What the task asks:
Reproduce the following lines word for word, beginning at the line that contains "Shelf audit: locate every instance of the stadium in" and continuing through the final line.

(Excerpts from a point-labeling dataset)
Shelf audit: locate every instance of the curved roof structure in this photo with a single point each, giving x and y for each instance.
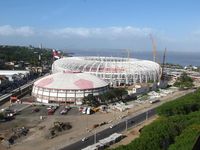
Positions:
(70, 81)
(114, 70)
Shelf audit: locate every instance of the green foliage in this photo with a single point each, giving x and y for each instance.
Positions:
(184, 105)
(26, 54)
(188, 136)
(1, 116)
(177, 128)
(184, 81)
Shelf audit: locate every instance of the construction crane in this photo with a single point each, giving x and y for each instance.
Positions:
(163, 65)
(128, 53)
(153, 47)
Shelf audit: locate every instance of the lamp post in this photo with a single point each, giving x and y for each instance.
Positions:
(95, 136)
(127, 121)
(147, 114)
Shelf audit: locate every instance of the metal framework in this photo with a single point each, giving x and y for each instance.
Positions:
(115, 70)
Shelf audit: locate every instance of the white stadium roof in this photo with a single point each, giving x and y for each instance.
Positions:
(70, 80)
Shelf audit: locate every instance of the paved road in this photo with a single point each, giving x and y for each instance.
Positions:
(116, 129)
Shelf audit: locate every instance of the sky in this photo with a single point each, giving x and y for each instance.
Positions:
(101, 24)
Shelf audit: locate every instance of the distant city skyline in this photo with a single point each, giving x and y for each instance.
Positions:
(101, 24)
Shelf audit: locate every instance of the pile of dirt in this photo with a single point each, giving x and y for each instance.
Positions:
(57, 128)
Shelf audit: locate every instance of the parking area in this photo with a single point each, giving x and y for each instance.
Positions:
(42, 110)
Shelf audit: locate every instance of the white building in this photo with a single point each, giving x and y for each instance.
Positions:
(114, 70)
(69, 87)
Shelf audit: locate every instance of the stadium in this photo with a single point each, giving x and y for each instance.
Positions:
(67, 87)
(114, 70)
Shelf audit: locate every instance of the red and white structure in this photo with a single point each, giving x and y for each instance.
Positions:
(114, 70)
(67, 87)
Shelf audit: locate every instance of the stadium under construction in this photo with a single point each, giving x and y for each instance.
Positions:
(76, 77)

Task result:
Shelf audit: locate every instance of the stadium in this photo with a single point each, giving x and y for each instance.
Positions:
(67, 87)
(114, 70)
Shelf audit: locate every instance of the red and white structure in this photo with a single point each, giving x and y for each instance.
Positions:
(114, 70)
(67, 87)
Shelf audit: locate every instance of the stadium under construction in this photo with a single point each, giving x and y for each instance.
Positions:
(76, 77)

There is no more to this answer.